* To do
• 1. In the extract about Eva Carneiro, who beckoned her onto the field to attend to Eden Hazard?
• 2. Go on with the article about Mourinho and Eva Carneiro from where it stops.

* Extract
Jose Mourinho’s treatment of first-team doctor Eva Carneiro after she rushed on field to treat an injured player has been universally condemned by fans, the media, and medical professionals. The doctor has been stripped of her current role and is no longer allowed to attend matches.
On Saturday, during the English Premier League’s match against Swansea City, Chelsea player Eden Hazard was injured as the teams were at a 2-2 draw. Reports show that Carneiro was clearly beckoned onto the field by referee Michael Oliver to attend to the player, but that has done little to curb the anger of Mourinho. Mourinho lost his temper as Carneiro and physiotherapist Jon Fearn went onto the pitch and went on record to state his disapproval.
“I wasn’t happy with my medical staff because even if you are a medical doctor or secretary on the bench, you have to understand the game. If you go to the pitch to assist a player, then you must be sure that a player has a serious problem…My medical department left me with eight fit outfield players in a counter-attack after a set piece and we were worried we didn’t have enough players left.”
Mourinho’s anger stems from the fact that once Hazard was seen by medical professionals, he would have been required to leave the field for a short period of time. Chelsea was already down one player after a red card against goalkeeper Thibaut Courtois had left them down to 10 players.

[Point localization data]

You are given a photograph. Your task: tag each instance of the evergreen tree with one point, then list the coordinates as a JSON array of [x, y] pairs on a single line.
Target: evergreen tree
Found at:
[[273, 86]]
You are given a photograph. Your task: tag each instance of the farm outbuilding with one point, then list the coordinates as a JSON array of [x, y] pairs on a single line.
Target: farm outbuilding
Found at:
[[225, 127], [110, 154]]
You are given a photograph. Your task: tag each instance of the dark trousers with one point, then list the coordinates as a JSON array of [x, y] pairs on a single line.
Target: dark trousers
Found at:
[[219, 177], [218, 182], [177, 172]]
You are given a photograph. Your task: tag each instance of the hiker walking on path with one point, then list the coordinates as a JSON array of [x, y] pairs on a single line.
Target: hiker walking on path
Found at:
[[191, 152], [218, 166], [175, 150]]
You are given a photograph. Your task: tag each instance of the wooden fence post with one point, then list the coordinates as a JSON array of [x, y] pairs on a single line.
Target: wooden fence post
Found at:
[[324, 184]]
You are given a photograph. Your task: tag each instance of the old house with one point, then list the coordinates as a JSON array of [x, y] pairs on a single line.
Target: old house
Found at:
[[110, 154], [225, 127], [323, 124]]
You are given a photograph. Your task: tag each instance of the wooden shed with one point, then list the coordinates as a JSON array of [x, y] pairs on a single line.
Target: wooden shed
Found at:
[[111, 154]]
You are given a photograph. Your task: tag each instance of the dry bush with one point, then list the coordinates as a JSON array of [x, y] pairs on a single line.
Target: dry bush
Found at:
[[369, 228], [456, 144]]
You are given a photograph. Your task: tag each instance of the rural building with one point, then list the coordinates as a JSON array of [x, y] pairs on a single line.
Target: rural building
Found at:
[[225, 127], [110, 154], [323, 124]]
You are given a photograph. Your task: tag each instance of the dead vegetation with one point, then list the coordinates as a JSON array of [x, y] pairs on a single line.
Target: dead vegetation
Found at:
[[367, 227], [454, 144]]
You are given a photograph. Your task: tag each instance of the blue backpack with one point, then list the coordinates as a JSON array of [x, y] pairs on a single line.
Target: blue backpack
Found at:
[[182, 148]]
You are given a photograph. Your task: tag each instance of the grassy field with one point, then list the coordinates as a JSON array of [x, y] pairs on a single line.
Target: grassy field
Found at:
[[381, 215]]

* Answers to the problems
• 1. Referee Michael Oliver.

• 2.
However, Carneiro has an oath to uphold that goes far beyond her employer’s wishes. The General Medical Council (GMC), which governs all registered and practicing medical doctors in Britain, lays out clear guidelines of behavior. Medical personnel are required to “take prompt action if you think that patient safety, dignity or comfort is being compromised.” Thus, regardless of Mourinho’s wishes, both Carneiro and Fearn were obliged to take action once signaled.
A previous commentary has given voice to suspicions that Mourinho is only using strife with Carneiro as a means to an end to deflect from Chelsea performance issues. The theory would go a long way to explain the unjustified anger.
Indeed, former head of Liverpool’s sports medicine department, Peter Brukner, gave a statement to talkSPORT showing his own disbelief that actions were taken against the medical staff.
“I thought it was appalling behaviour by the manager. The medical staff deserve a public apology, and I’m very disappointed the club hasn’t come out and done something to support them — they were just doing their job. Our first priority as doctors and physio is the health and safety of the individual player and that’s what they were attending to. They were doing their job and they’ve been criticised very publicly.”
The club has declined to comment on the actions of Mourinho, stating only that it would not “comment on internal staffing matters.”
Carneiro has served as first team doctor since 2011 and worked with two other Chelsea managers prior to Mourinho. One of only a small number of women in a first-team EPL, she has had to fight against sexist abuse and stereotyping multiple times. Carneiro is very well respected among her peers and the players.
On Sunday, Carneiro posted a message on her Facebook page thanking “the general public for their overwhelming support. Really very much appreciated.”
Reports show that although Carneiro will remain in her post as first-team doctor, she will no longer be in attendance at games or training sessions. She will subsequently not be in attendance for Sunday’s EPL trip to Manchester City. She will also be continuing her work with first-team players at the London club’s training ground in Cobham, Surrey.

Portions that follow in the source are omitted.